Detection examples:
'''

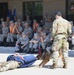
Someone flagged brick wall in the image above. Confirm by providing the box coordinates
[0,0,66,18]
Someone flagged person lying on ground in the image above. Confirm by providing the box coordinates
[0,53,37,72]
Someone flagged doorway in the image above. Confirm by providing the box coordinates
[23,1,43,22]
[0,2,8,19]
[66,0,74,23]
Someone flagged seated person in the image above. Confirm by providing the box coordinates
[0,53,37,72]
[29,33,39,53]
[16,33,29,52]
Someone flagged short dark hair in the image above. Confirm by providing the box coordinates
[55,11,62,16]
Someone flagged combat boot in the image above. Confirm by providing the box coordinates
[50,63,57,69]
[63,63,67,69]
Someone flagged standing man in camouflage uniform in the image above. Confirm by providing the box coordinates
[51,11,71,69]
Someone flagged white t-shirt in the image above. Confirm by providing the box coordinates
[72,36,74,45]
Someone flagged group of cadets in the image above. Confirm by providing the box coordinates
[0,16,52,53]
[0,16,74,53]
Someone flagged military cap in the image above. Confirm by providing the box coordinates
[22,32,26,35]
[10,21,14,24]
[33,20,37,22]
[34,33,38,37]
[55,11,62,16]
[37,27,42,30]
[15,22,18,25]
[41,33,46,36]
[2,22,6,25]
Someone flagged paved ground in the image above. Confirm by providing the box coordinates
[0,47,74,75]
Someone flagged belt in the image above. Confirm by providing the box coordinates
[56,33,67,35]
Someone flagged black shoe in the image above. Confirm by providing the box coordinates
[15,50,23,53]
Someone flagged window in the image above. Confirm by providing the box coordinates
[23,1,43,20]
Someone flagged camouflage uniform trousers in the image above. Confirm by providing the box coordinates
[0,61,21,72]
[52,38,69,64]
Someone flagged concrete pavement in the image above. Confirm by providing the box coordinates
[0,47,74,75]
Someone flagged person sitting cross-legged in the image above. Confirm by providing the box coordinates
[16,33,29,52]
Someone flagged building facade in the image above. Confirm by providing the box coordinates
[0,0,74,20]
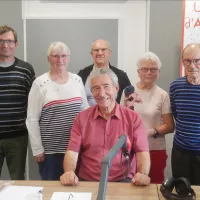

'''

Exercise aim: Rescale the material from its beginning through the line with "[63,63,67,69]", inclusive: write those lines out again with the requests, multiplying every box coordinate in the answers by 1.2 and rounding to whole numbers, with halves rounded up. Leave the pictures out.

Exercise result:
Someone flagged brick wall in the image above. Confirm by providing the box coordinates
[0,0,79,22]
Someone flagged person lying on ground in the image above. Confirm by providing the box coordinates
[0,64,44,86]
Someone flagged doorway in the image above. Confirm by providing the box coordinates
[28,1,52,26]
[0,2,10,23]
[79,0,89,28]
Someone flagged seated person in the image above. Confirm by providing the box coordinates
[0,64,44,86]
[35,40,47,64]
[19,40,35,62]
Someone flagged short dark hair in the image above. Confirm by providing the box coordinates
[66,13,74,19]
Someone flagged combat boot in the image above. Confirm by providing the box coordinates
[60,76,68,83]
[76,76,80,83]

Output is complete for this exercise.